Ten families of PDEs have been identified but only Family I, the calmodulin-dependent phosphodiesterases (CaM-PDEs) have been shown to act as a potential point of interaction between the calcium and cyclic nucleotide signaling pathways. The three known CaM-PDE genes, PDE1A, PDE1B, and PDE1C, are all expressed in central nervous system tissue. PDE1A is expressed throughout the brain with higher levels of expression in the CA1 to CA3 layers of the hippocampus and cerebellum and at a low level in the striatum (Borisy, F. F. et al. 1992. J. Neurosci. 12:915-923; Yan, C. et al. 1994. J. Neurosci. 14:973-984). PDE1B is predominately expressed in the striatum, dentate gyrus, olfactory tract and cerebellum and its expression has been correlated with brain regions having high levels of dopaminergic innervation (Furuyama, T. et al. 1994. Mol. Brain. Res. 26:331-336; Polli, J. W. and R. L. Kincaid. 1994. J. Neurosci. 14:1251-1261; Yan, C. et al. 1994. J. Neurosci. 14:973-984). PDE1C is primarily expressed in olfactory epithelium, cerebellar granule cells, and striatum (Yan, C. et al. 1995. Proc. Natl. Acad. Sci. USA 92:9677-9681; Yan, C. et al. 1996. J. Biol. Chem. 271:25699-25706). While expression patterns have been extensively studied, a physiological role for the CaM-PDEs in the brain has not been established.
Therefore, there is a need in the art to provide new methods of screening that can be used to develop novel compositions or drugs that can be used to treat diseases or disorders related to the regulation of phosphodiesterases in the nervous system. Furthermore, there is a need to develop treatments for such diseases or disorders that are due, at least in part, to an aberration or dysregulation of an intracellular signaling pathway regulated by phosphodiesterases. The present invention provides such methods and compositions.
Citation or identification of any reference in Section 2, or in any other section of this application, shall not be considered an admission that such reference is available as prior art to the present invention.
================
• Tasks to complete:
[1] In the passage on calmodulin-dependent phosphodiesterases, which CaM-PDE gene is primarily expressed in olfactory epithelium, cerebellar granule cells, and striatum?
[2] Update the passage on calmodulin-dependent phosphodiesterases between "Therefore, there is" and "methods and compositions.", inclusive, putting "testing" in place of "screening".
[3] Name every brain region where the passage on calmodulin-dependent phosphodiesterases says PDE1B is predominately expressed.
Answer using only the passage on calmodulin-dependent phosphodiesterases.

• Source data:
================
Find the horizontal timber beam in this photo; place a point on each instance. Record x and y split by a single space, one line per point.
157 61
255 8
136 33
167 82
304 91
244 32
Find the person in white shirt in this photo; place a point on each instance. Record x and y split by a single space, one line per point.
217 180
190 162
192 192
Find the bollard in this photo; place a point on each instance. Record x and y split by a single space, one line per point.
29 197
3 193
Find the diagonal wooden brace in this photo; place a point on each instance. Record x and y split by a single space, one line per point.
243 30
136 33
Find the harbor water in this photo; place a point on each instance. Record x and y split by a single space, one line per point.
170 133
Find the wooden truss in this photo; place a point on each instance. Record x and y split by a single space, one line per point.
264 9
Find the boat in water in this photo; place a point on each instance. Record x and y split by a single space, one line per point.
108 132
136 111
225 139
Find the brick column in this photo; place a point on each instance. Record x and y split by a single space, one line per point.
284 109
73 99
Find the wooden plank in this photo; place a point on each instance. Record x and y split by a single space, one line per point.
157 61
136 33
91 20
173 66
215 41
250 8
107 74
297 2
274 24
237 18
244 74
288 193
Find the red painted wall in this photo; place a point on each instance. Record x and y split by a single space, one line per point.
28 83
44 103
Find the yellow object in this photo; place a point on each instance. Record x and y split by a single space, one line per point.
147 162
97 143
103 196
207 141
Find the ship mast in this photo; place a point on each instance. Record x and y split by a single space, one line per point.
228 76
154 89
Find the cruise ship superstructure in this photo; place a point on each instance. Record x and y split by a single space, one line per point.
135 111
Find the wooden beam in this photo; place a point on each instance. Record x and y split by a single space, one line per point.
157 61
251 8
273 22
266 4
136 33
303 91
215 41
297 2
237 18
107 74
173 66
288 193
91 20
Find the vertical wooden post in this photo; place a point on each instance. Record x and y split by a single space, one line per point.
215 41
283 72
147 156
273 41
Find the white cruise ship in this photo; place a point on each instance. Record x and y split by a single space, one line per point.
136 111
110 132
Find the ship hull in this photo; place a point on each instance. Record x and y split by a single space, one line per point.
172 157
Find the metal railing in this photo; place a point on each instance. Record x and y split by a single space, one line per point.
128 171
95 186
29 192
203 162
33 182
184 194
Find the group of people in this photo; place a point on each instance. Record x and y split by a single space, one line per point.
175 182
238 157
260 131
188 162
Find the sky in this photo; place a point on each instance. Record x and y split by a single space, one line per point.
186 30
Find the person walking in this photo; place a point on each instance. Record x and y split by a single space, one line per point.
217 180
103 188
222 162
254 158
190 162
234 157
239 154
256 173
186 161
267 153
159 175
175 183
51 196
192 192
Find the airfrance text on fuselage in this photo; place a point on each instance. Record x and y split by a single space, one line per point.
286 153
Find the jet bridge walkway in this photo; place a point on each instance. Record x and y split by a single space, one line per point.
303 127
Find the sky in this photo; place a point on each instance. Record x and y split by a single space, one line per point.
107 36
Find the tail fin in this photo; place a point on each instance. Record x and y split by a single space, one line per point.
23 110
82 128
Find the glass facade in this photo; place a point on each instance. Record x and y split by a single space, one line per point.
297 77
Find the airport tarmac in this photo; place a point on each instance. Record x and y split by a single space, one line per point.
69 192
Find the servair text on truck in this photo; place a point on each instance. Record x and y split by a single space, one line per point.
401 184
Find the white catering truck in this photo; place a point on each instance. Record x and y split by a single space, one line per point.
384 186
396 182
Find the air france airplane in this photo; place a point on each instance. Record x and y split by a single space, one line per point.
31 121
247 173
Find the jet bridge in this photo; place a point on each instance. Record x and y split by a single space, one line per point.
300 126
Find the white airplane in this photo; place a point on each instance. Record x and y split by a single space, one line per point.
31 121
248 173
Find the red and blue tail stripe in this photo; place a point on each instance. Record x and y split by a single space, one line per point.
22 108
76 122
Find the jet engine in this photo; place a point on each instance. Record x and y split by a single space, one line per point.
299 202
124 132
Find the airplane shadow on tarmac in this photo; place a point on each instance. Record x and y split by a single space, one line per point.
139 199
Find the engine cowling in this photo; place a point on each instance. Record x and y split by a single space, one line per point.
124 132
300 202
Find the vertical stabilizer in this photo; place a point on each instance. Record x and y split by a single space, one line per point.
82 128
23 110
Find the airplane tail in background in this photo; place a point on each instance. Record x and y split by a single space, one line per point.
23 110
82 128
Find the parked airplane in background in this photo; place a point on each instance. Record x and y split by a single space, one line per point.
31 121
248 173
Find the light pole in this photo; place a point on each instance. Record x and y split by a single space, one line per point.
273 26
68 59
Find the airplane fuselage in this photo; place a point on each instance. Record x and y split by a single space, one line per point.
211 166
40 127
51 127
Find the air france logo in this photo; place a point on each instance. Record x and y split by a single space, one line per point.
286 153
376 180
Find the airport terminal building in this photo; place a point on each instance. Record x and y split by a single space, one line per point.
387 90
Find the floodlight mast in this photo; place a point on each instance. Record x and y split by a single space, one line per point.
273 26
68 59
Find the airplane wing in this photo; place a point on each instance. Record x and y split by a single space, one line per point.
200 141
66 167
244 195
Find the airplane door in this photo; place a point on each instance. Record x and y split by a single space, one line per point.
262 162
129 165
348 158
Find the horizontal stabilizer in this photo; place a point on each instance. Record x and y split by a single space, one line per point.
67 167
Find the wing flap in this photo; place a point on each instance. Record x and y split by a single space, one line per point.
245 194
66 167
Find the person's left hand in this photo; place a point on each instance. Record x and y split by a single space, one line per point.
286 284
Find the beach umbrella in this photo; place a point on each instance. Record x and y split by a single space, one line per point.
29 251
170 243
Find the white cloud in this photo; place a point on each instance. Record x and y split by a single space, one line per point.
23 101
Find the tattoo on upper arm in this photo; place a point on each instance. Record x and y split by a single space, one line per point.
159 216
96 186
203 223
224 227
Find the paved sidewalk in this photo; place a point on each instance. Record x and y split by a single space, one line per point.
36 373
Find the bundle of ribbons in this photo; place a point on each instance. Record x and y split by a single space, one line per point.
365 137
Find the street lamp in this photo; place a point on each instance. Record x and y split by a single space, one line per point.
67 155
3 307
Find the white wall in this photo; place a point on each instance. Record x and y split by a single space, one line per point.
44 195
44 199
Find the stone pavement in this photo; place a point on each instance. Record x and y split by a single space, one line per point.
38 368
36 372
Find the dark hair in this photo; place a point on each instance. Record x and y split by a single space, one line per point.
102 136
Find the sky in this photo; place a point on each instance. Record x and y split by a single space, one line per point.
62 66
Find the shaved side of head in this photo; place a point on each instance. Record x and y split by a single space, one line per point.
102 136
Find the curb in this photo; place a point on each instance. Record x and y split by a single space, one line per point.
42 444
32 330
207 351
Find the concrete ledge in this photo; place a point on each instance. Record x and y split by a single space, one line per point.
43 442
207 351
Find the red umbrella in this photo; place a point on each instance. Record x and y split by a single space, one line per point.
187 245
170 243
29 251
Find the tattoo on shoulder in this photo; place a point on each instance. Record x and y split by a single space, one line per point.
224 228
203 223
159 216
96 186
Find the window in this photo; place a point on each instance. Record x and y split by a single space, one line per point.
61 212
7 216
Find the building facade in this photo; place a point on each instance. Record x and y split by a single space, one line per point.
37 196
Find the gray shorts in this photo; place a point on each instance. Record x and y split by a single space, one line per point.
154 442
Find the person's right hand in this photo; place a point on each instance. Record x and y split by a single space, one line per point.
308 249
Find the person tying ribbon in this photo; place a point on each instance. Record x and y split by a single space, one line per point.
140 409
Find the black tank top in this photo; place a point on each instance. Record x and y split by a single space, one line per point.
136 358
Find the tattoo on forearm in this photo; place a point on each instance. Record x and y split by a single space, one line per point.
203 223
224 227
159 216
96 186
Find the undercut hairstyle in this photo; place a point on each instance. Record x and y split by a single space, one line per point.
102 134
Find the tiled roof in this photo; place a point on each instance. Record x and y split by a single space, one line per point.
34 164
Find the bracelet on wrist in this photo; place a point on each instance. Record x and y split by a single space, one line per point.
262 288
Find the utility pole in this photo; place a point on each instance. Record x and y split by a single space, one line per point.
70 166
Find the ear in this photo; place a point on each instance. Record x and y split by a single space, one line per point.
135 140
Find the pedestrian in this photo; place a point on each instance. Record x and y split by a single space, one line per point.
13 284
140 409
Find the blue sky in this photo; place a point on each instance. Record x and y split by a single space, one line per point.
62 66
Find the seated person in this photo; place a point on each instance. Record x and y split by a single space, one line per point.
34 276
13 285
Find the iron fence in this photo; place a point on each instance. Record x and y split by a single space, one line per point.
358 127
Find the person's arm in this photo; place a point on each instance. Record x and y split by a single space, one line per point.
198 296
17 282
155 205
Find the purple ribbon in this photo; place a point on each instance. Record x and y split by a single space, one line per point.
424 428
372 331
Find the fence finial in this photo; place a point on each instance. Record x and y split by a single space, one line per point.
================
• Answers to each task:
[1] PDE1C

[2]
Therefore, there is a need in the art to provide new methods of testing that can be used to develop novel compositions or drugs that can be used to treat diseases or disorders related to the regulation of phosphodiesterases in the nervous system. Furthermore, there is a need to develop treatments for such diseases or disorders that are due, at least in part, to an aberration or dysregulation of an intracellular signaling pathway regulated by phosphodiesterases. The present invention provides such methods and compositions.

[3] Striatum, dentate gyrus, olfactory tract, cerebellum